What the task asks: Starting at the line that contains "Exercise. Point to the peeling", restate every line word for word through the end of the entries.

Stored items:
»»
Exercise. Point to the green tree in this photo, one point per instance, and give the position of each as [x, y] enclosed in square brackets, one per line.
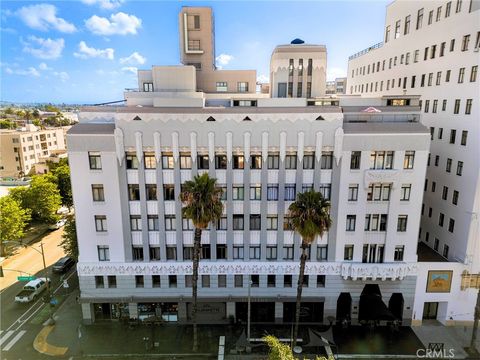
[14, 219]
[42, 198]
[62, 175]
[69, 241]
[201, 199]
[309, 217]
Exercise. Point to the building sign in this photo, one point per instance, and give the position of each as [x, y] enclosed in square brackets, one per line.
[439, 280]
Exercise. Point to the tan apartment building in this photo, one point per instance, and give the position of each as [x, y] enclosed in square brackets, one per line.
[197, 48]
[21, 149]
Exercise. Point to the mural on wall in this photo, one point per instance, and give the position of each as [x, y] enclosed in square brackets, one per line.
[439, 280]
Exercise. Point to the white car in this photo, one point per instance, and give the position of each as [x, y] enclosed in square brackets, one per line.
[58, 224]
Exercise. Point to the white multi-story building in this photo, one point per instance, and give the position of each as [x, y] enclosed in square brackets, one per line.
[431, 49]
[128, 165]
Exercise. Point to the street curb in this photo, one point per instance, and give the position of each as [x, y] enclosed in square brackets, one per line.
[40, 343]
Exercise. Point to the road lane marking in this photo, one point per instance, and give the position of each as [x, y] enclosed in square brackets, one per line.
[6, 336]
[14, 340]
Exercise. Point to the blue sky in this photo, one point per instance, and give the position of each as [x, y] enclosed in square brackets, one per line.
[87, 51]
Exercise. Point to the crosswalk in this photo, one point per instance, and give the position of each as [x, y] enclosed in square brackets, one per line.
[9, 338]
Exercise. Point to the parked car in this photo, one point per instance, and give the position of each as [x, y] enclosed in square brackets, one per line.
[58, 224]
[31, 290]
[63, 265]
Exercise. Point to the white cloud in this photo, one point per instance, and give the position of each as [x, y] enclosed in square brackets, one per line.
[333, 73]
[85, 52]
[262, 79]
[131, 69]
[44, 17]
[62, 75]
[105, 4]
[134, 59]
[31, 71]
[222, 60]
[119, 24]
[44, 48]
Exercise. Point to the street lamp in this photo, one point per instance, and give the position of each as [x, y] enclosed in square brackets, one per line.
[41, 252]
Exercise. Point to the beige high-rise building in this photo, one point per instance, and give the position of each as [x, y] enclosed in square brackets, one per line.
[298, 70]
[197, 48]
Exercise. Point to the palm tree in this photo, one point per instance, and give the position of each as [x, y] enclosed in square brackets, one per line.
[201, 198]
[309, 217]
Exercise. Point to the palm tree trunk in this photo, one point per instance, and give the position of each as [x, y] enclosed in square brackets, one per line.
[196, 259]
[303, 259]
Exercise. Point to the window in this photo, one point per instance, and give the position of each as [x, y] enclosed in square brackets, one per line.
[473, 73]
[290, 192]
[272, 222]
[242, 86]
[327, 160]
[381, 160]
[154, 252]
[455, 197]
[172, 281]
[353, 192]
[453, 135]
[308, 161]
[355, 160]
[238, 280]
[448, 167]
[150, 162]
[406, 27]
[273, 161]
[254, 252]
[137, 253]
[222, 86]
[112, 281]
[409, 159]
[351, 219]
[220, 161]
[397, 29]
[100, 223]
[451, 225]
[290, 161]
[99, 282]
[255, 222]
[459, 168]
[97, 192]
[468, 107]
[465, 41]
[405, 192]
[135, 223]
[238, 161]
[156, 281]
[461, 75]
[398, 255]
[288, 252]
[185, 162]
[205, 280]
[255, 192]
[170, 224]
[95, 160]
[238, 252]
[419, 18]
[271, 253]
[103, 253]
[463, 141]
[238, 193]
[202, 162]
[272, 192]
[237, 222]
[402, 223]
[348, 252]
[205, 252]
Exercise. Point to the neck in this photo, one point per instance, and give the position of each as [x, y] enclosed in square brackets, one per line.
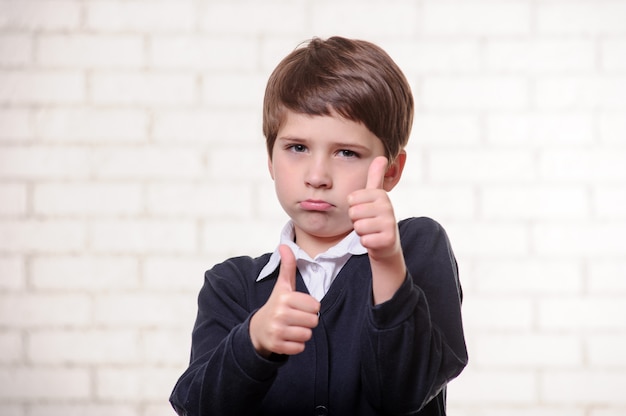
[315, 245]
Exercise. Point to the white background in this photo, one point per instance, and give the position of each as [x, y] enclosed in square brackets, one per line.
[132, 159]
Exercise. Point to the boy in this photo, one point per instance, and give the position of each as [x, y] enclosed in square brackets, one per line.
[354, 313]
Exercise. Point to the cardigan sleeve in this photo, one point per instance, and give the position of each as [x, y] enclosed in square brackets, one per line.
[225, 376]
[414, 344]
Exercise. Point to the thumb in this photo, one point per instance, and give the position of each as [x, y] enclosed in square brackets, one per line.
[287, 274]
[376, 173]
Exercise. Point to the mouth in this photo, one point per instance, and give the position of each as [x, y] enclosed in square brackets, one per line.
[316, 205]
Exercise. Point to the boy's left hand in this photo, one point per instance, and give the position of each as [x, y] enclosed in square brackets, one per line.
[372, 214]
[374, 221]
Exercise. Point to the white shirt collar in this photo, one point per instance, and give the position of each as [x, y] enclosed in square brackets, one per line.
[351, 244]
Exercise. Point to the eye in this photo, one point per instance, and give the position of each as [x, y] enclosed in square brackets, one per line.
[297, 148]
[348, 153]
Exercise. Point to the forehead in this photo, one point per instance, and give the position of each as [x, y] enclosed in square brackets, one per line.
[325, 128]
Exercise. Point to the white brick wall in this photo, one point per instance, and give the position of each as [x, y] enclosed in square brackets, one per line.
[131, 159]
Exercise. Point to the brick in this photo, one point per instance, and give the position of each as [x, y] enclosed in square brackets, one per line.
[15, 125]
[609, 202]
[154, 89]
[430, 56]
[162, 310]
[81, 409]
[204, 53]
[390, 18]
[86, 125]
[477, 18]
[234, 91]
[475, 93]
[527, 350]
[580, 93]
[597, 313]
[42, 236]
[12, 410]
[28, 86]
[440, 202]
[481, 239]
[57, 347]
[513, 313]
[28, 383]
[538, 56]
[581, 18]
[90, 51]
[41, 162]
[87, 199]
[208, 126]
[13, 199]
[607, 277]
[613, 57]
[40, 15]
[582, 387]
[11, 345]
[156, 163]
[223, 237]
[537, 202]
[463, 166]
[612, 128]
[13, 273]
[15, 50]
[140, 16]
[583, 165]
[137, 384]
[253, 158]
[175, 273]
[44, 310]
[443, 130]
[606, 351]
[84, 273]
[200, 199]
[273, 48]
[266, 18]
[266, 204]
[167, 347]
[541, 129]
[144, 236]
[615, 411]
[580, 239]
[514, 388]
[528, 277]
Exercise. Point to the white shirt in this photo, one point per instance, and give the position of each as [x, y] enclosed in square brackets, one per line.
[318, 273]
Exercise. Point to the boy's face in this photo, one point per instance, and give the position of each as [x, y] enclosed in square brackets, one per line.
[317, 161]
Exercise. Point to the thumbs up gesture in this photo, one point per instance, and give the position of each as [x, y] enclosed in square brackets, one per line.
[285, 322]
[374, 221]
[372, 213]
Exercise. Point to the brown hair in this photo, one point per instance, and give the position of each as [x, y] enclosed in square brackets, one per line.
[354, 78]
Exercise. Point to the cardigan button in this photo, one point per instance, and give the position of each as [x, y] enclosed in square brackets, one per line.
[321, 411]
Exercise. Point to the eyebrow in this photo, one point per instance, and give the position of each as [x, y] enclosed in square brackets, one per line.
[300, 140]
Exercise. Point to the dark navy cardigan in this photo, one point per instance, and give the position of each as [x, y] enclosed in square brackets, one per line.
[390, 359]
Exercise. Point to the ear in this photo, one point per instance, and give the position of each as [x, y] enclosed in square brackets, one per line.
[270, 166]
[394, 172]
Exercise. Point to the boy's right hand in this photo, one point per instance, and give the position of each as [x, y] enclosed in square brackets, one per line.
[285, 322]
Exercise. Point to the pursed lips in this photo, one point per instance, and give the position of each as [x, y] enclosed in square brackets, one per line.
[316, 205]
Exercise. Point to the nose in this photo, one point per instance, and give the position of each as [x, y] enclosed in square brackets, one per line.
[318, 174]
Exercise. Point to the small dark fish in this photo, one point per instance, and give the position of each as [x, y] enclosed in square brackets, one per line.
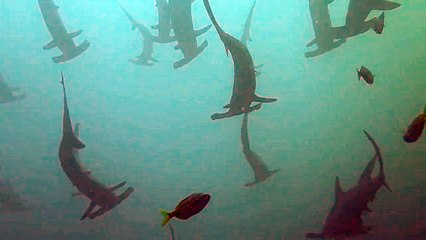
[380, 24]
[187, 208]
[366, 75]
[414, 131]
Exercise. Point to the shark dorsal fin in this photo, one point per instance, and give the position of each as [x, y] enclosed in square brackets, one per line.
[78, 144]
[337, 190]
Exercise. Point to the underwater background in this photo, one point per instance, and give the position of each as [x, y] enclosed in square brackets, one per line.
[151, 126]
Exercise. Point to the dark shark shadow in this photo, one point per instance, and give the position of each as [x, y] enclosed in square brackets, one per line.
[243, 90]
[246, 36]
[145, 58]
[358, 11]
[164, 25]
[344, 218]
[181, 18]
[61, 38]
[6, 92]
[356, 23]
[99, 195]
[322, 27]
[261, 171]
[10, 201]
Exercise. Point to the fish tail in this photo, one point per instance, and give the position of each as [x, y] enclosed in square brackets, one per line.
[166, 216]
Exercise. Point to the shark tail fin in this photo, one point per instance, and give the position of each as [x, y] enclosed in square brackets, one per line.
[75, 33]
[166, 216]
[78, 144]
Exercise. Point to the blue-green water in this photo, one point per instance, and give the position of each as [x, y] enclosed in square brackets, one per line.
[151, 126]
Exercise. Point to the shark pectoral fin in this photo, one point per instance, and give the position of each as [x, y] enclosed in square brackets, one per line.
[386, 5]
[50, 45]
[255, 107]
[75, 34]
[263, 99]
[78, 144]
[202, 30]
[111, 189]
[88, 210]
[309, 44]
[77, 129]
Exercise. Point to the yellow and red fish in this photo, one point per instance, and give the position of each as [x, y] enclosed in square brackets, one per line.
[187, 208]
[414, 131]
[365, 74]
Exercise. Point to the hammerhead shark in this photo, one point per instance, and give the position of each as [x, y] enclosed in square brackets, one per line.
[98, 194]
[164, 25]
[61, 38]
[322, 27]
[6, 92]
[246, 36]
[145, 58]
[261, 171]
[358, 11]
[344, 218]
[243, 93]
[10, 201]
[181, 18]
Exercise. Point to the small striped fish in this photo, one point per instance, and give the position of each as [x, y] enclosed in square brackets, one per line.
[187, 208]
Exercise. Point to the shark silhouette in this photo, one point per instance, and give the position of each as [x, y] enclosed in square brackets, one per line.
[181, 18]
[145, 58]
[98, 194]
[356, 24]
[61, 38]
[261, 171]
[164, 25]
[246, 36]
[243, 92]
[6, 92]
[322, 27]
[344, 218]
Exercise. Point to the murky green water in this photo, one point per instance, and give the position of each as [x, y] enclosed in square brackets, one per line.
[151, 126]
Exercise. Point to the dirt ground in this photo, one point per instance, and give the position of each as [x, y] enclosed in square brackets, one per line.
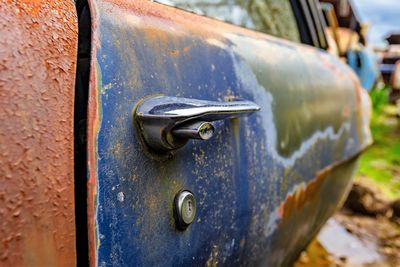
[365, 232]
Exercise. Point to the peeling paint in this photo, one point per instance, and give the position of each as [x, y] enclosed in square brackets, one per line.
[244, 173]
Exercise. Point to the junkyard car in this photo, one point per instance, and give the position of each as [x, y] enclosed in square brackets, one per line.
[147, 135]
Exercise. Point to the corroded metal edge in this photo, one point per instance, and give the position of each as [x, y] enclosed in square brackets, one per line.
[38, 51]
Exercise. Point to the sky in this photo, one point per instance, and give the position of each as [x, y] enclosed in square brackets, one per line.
««
Result:
Exercise. Point to the peeling paint in this photo, one point per instance, and give the position of each as [x, y] enclosed in square brackets, one per line.
[244, 173]
Exercise. Point to the junkyard car in this photo, one point per instance, and give the position of each as [x, y] enclosed in square brackets, one per line.
[147, 135]
Exercise. Point to the corroded metal edge in this photo, one point per instance, and give the position of each as [x, y] enclosed in square brackets, one per line.
[38, 51]
Exercise. Point to the sky in this photo, one point per instance, and give the position of each as [x, y] enclosed in square brackets, one per line.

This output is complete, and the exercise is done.